TO DO ::
(A) In the text on opioid overdose deaths, how did the rate of overdose deaths involving fentanyl change from 2013 to 2016?
(B) Continue the text on opioid overdose deaths from its last sentence.

DOCUMENT EXTRACT ::
---
While rates of heroin and prescription opioid overdose deaths have started to level out, overdose deaths involving synthetic opioids have continued to increase. Rates of overdose deaths involving fentanyl doubled each year from 2013 to 2016. “The life expectancy data come out shortly and I expect we will have a historic, year over year increase in death rate and decline in life expectancy,” says Daniel Ciccarone of the University of California, San Francisco. “That’s still being driven by fentanyl. We still have a crisis on our hands.”

Local efforts inspire optimism

With all that said, there is some room for hope. Prescription opioid- and heroin-related deaths are trending downward, pushing overall opioid and drug overdose deaths down even as fentanyl use continues to spread. Differences among states suggest that local initiatives are having a positive impact on overdose death rates. According to Marshall, the states with comprehensive, evidence-based plans are the ones seeing the declines.
---
[Extracted data entries]

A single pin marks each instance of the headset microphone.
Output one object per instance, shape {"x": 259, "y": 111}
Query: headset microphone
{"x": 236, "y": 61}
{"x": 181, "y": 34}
---
ANSWERS BELOW ::
(A) It doubled each year.

(B)
Keith Humphreys

Humphreys points to “great provision of treatment under the Affordable Care Act as well as expansion of access to the overdose rescue drug naloxone” as the most likely causes of the drop in overdose deaths. Indeed, in states like Vermont, Rhode Island, and Massachusetts, campaigns to prevent fatal overdoses with naloxone and expand access to addiction treatment have resulted in a decrease in overdose deaths.
In Rhode Island, Marshall lauds the success of a four pillar strategic plan focused on prevention, treatment, rescue, and recovery launched in 2015. “We’ve been successful at scaling up evidencebased treatment in Rhode Island in a big way,” he says. “For instance, on the rescue side, we’ve gone hard on distributing naloxone in communities and we know that’s making a difference. We distributed 16,700 naloxone kits in 2017. We’re a state of a million people, so that’s about one kit for every hundred people.”
Along with naloxone access and peer-recovery specialists for overdose victims, Rhode Island has a drug-treatment program available to all state prisoners — a group of people at high risk for relapse and overdose.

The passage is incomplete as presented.